**Requests**:
**a.** Check each statement against the LA Forum passage and answer yes or no, quoting the deciding words of the passage exactly: (i) Bob Wisdom grew up in Baltimore. (ii) The Summer 2016 issue gathered thoughts from five contributors. (iii) Wisdom is perhaps best known for playing Howard “Bunny” Colvin.
**b.** Reproduce the part of the LA Forum passage starting at "Alongside pieces from" and ending at "HBO’s The Wire.", swapping "New York" for "Chicago".

**Provided passage**:
※

For locals and beyond, the Los Angeles Forum for Architecture and Urban Design has a simple aim—highlight what makes L.A.'s architecture and urbanism discourse special, and what it can teach the rest of the world. Seasonally, LA Forum draws on its own board members and reaches into the community to publish a newsletter under a single theme or proposition.
For the nonprofit's Summer 2016 issue, board member Orhan Ayyüce curated thoughts from five contributors—some architectural, some not—in an attempt to “avoid the usual premeditated and often templated conversations about architecture and urban design.”
Alongside pieces from architect Victor Jones, artist William Leavitt, architect Ilaria Mazzoleni, and urban geographer Rob Sullivan, Ayyüce conducted an interview with actor Bob Wisdom, featured in its entirety as our Screen/Print. Wisdom grew up in Washington, D.C., and spent time in Baltimore before moving to New York for university. He now lives in Los Angeles, and in nearly thirty years of acting, is perhaps best known for his role as Howard “Bunny” Colvin in HBO’s The Wire.
Orhan Ayyüce sat down with Wisdom, to speak about the show’s depiction of race and crime in American cities, as well as the actor’s own observations on east vs. west coast urbanisms.
City Takes: Orhan Ayyüce interviews Bob Wisdom
The TV series The Wire has a big following amongst architects because it focuses on urban issues. I was wondering if you guys had any kind of discussion about this on the set?
That’s interesting. I don’t know if there were conversations between myself and the other actors. The producers, Ed Burns and George Pelecanos had a vision in their own work as artists. Pelecanos writes about the urban condition in Washington D.C., with very detailed and specific backdrops in his story. And then there was Ed Burns who knew the Baltimore schools, knew the Baltimore police force, and knew these issues. So, he was one of the architects who shaped the story.

※

**Recorded data**:
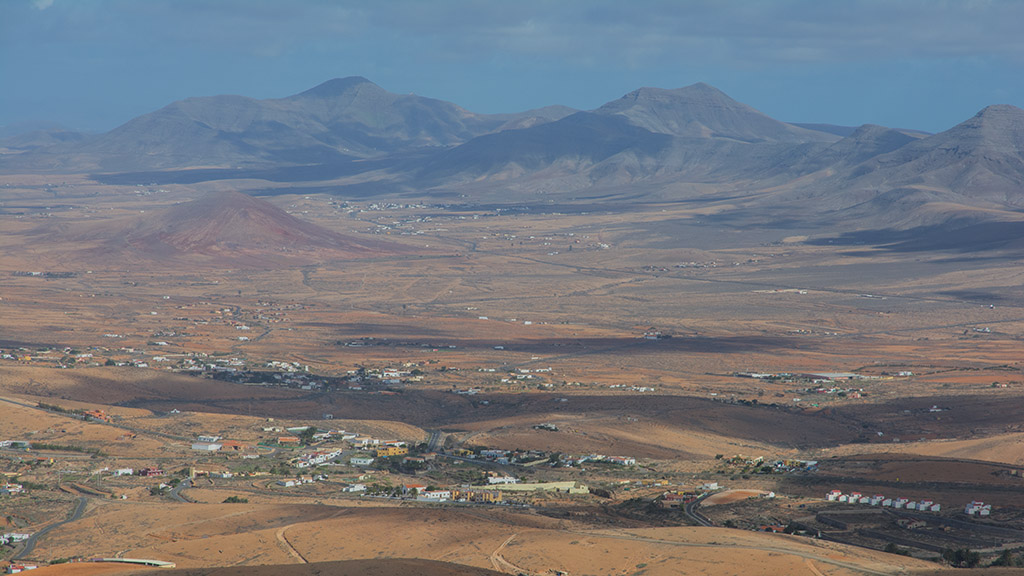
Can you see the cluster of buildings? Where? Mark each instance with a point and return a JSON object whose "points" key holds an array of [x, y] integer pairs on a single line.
{"points": [[13, 537], [977, 507], [578, 460], [315, 458], [925, 505], [461, 494], [10, 489]]}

※

**Results**:
**a.**
(i) No: "Wisdom grew up in Washington, D.C., and spent time in Baltimore before moving to New York for university."
(ii) Yes: "curated thoughts from five contributors"
(iii) Yes: "is perhaps best known for his role as Howard “Bunny” Colvin in HBO’s The Wire"

**b.**
Alongside pieces from architect Victor Jones, artist William Leavitt, architect Ilaria Mazzoleni, and urban geographer Rob Sullivan, Ayyüce conducted an interview with actor Bob Wisdom, featured in its entirety as our Screen/Print. Wisdom grew up in Washington, D.C., and spent time in Baltimore before moving to Chicago for university. He now lives in Los Angeles, and in nearly thirty years of acting, is perhaps best known for his role as Howard “Bunny” Colvin in HBO’s The Wire.